───── Records to use ─────

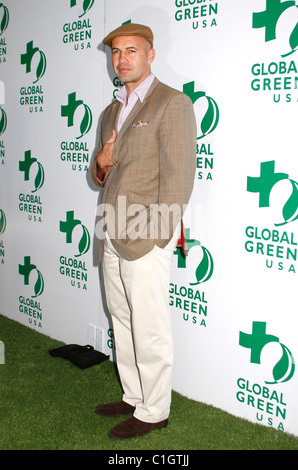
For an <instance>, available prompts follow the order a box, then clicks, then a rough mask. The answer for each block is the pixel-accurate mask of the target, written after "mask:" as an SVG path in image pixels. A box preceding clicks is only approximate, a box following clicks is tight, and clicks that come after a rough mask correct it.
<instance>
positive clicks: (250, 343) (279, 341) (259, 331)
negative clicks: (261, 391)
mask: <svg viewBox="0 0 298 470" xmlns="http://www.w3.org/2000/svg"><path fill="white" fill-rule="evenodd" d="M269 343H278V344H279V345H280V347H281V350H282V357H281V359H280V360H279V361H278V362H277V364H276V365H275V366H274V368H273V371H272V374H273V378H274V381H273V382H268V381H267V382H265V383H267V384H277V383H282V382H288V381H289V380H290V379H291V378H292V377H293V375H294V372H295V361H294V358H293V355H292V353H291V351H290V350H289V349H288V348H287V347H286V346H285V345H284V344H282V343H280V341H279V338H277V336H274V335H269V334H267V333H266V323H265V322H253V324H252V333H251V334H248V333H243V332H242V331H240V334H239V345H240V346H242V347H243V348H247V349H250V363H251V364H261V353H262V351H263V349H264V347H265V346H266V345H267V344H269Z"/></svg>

─────

→ Work order
Reproduce the lines above without any changes, omitting the pictures from your answer.

→ Solution
For an <instance>, available prompts follow the order a box, then clicks, then a rough mask. The answer for each block is the pixel-accurate mask of the target, written after "mask:" as an SVG path in image pixels. A box preceding clicks is only approximate, a box following clicks is tight, and clicks that come after a rough mask correct it.
<instance>
positive clicks: (250, 343) (279, 341) (259, 331)
negative clicks: (261, 391)
mask: <svg viewBox="0 0 298 470" xmlns="http://www.w3.org/2000/svg"><path fill="white" fill-rule="evenodd" d="M269 343H278V344H279V345H280V347H281V350H282V357H281V359H280V360H279V361H278V362H277V364H276V365H275V366H274V368H273V371H272V374H273V378H274V381H273V382H268V381H267V382H265V383H267V384H277V383H282V382H288V381H289V380H290V379H291V378H292V377H293V375H294V372H295V361H294V358H293V355H292V353H291V351H290V350H289V349H288V348H287V347H286V346H285V345H284V344H282V343H280V341H279V338H277V336H274V335H269V334H267V333H266V323H265V322H253V324H252V333H251V334H248V333H243V332H242V331H240V334H239V345H240V346H242V347H243V348H247V349H250V363H251V364H261V353H262V351H263V349H264V347H265V346H266V345H267V344H269Z"/></svg>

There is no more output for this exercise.